Task instructions
Please show every line of the data below that contains the word "ceiling", with case counting.
* BEGIN *
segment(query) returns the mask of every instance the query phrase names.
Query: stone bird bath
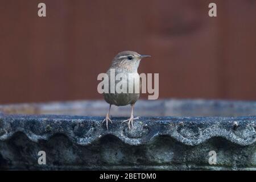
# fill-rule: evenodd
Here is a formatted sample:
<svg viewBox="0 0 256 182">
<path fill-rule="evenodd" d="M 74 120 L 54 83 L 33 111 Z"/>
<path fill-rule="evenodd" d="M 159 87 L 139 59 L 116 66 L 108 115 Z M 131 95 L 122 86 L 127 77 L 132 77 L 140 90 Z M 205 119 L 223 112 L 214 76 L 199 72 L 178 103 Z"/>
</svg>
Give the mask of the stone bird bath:
<svg viewBox="0 0 256 182">
<path fill-rule="evenodd" d="M 113 107 L 109 131 L 101 124 L 108 107 L 1 105 L 0 169 L 256 169 L 256 102 L 141 100 L 131 130 L 122 123 L 129 106 Z"/>
</svg>

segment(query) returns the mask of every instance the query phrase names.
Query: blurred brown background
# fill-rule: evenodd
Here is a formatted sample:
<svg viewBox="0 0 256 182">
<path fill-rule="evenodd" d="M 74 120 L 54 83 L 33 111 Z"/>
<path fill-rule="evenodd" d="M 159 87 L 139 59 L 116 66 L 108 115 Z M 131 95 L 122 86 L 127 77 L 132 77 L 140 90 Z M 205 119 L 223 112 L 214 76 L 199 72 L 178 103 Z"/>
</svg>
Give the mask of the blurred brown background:
<svg viewBox="0 0 256 182">
<path fill-rule="evenodd" d="M 139 72 L 159 73 L 160 98 L 256 100 L 255 0 L 1 0 L 0 15 L 0 104 L 102 99 L 123 50 L 152 56 Z"/>
</svg>

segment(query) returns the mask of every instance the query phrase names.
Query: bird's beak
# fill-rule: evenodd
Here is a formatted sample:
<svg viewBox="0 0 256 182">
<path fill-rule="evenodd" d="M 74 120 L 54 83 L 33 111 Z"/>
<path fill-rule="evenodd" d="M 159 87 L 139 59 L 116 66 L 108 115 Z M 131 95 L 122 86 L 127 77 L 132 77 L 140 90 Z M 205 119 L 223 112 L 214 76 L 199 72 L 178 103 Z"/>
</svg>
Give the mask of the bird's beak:
<svg viewBox="0 0 256 182">
<path fill-rule="evenodd" d="M 141 55 L 141 59 L 144 58 L 144 57 L 151 57 L 151 56 L 150 56 L 150 55 Z"/>
</svg>

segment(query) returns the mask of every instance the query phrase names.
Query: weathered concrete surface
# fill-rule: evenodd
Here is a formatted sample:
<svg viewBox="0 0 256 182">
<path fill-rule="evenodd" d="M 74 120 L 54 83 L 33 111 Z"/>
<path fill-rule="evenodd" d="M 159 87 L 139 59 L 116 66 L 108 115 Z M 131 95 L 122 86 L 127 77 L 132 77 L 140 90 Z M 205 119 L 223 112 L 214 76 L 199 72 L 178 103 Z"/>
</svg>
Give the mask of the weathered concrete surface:
<svg viewBox="0 0 256 182">
<path fill-rule="evenodd" d="M 254 116 L 141 117 L 130 131 L 126 118 L 113 118 L 108 131 L 103 118 L 0 114 L 0 169 L 256 169 Z M 38 164 L 39 151 L 46 165 Z M 216 165 L 209 164 L 210 151 Z"/>
</svg>

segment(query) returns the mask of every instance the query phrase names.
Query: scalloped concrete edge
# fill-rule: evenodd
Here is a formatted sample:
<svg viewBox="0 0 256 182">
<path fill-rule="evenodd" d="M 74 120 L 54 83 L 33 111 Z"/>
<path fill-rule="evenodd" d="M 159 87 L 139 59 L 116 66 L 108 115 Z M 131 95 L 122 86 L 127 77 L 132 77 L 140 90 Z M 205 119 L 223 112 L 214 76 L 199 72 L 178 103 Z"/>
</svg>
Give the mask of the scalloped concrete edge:
<svg viewBox="0 0 256 182">
<path fill-rule="evenodd" d="M 0 114 L 0 140 L 21 132 L 32 141 L 48 140 L 62 134 L 76 144 L 86 146 L 106 135 L 125 143 L 140 145 L 158 136 L 168 136 L 185 145 L 196 146 L 221 137 L 241 146 L 255 143 L 256 117 L 141 117 L 129 130 L 122 118 L 114 118 L 108 131 L 102 117 Z"/>
</svg>

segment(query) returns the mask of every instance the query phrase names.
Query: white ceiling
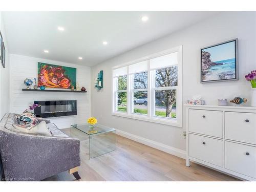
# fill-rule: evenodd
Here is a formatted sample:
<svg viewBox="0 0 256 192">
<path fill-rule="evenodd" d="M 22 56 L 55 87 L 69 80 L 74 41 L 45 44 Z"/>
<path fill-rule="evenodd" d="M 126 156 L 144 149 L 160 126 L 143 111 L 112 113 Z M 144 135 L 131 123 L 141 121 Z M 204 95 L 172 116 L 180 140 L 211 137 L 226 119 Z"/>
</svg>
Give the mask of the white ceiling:
<svg viewBox="0 0 256 192">
<path fill-rule="evenodd" d="M 6 12 L 3 17 L 10 53 L 92 66 L 217 13 Z"/>
</svg>

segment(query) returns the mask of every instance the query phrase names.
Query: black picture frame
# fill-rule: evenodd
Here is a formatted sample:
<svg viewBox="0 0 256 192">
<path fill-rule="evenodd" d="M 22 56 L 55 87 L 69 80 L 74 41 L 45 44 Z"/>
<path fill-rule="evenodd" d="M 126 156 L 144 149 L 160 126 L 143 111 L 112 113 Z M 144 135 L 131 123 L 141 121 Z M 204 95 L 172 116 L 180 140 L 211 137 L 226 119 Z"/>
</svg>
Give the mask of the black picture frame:
<svg viewBox="0 0 256 192">
<path fill-rule="evenodd" d="M 210 55 L 209 61 L 207 59 L 209 59 L 207 57 L 206 57 L 205 53 L 208 52 L 210 54 L 210 51 L 206 51 L 207 50 L 210 50 L 210 49 L 214 49 L 215 52 L 215 56 L 216 55 L 216 52 L 217 52 L 216 50 L 218 49 L 221 50 L 220 51 L 221 52 L 221 55 L 222 57 L 223 56 L 223 54 L 225 54 L 225 51 L 226 51 L 227 53 L 230 53 L 230 50 L 225 50 L 225 46 L 227 44 L 229 44 L 230 46 L 229 46 L 232 49 L 231 50 L 233 53 L 234 58 L 229 58 L 227 59 L 223 59 L 223 60 L 221 60 L 219 61 L 213 61 L 211 60 Z M 206 61 L 206 60 L 207 61 Z M 222 59 L 221 59 L 222 60 Z M 224 61 L 225 62 L 222 62 L 220 61 Z M 206 68 L 206 63 L 208 65 L 211 65 L 210 62 L 211 62 L 212 66 L 209 67 L 209 69 L 205 70 Z M 209 64 L 210 63 L 210 64 Z M 210 73 L 209 73 L 209 71 L 211 69 L 210 68 L 212 67 L 214 67 L 214 66 L 216 66 L 215 68 L 217 68 L 216 67 L 217 66 L 221 66 L 223 65 L 230 65 L 230 67 L 227 68 L 227 69 L 224 69 L 224 66 L 221 67 L 219 68 L 222 68 L 223 69 L 214 69 L 214 70 L 216 70 L 215 72 L 212 73 L 211 74 L 211 77 L 214 77 L 215 76 L 216 77 L 216 79 L 214 79 L 214 77 L 211 77 L 211 78 L 208 78 L 208 79 L 206 77 L 207 75 L 209 75 Z M 217 67 L 218 68 L 218 67 Z M 212 69 L 213 70 L 213 69 Z M 220 72 L 220 71 L 222 70 L 222 72 Z M 226 70 L 226 71 L 225 71 Z M 213 70 L 212 71 L 213 71 Z M 218 72 L 217 72 L 218 71 Z M 230 72 L 231 72 L 230 73 Z M 215 44 L 214 45 L 211 45 L 210 46 L 207 46 L 204 47 L 201 49 L 201 83 L 207 83 L 207 82 L 218 82 L 218 81 L 232 81 L 232 80 L 237 80 L 239 79 L 239 73 L 238 73 L 238 39 L 233 39 L 229 40 L 227 40 L 224 42 L 222 42 L 219 44 Z"/>
<path fill-rule="evenodd" d="M 3 58 L 2 46 L 3 46 L 3 36 L 2 36 L 2 33 L 0 31 L 0 60 L 2 60 Z"/>
<path fill-rule="evenodd" d="M 2 44 L 2 65 L 4 68 L 5 68 L 5 47 L 4 42 Z"/>
</svg>

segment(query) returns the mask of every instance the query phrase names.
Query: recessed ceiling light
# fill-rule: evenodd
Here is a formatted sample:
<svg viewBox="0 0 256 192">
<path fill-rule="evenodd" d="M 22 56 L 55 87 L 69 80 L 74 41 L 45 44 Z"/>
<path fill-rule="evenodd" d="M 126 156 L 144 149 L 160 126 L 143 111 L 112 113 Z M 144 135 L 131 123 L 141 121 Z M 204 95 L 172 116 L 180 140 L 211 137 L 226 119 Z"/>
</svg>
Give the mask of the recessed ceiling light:
<svg viewBox="0 0 256 192">
<path fill-rule="evenodd" d="M 143 16 L 142 17 L 141 17 L 141 20 L 142 22 L 146 22 L 147 20 L 148 20 L 148 17 L 147 17 L 146 16 Z"/>
<path fill-rule="evenodd" d="M 62 27 L 58 27 L 58 30 L 60 31 L 64 31 L 64 28 Z"/>
</svg>

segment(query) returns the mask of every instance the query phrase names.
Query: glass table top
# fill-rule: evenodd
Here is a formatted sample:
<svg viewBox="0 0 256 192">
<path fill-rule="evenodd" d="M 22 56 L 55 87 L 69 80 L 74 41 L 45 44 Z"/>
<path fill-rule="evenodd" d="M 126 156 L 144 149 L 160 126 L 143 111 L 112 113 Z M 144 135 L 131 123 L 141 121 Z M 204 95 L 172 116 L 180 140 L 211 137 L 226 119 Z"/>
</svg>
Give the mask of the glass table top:
<svg viewBox="0 0 256 192">
<path fill-rule="evenodd" d="M 97 134 L 101 133 L 106 133 L 116 131 L 115 129 L 109 128 L 100 124 L 96 124 L 93 129 L 90 127 L 88 123 L 72 124 L 73 127 L 83 132 L 88 135 Z"/>
</svg>

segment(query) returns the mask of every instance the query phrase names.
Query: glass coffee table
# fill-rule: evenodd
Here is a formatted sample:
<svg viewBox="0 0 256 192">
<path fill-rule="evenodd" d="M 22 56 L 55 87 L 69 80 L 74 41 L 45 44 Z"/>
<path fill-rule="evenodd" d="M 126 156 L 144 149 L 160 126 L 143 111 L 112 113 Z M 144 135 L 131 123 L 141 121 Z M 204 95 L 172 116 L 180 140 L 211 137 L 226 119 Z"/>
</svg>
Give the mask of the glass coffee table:
<svg viewBox="0 0 256 192">
<path fill-rule="evenodd" d="M 97 124 L 93 129 L 88 124 L 73 124 L 89 137 L 89 159 L 115 151 L 116 148 L 116 130 Z"/>
</svg>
* END *
Solution to the exercise
Query: white ceiling
Give the mask of the white ceiling:
Query: recessed ceiling light
Give the mask of the recessed ceiling light:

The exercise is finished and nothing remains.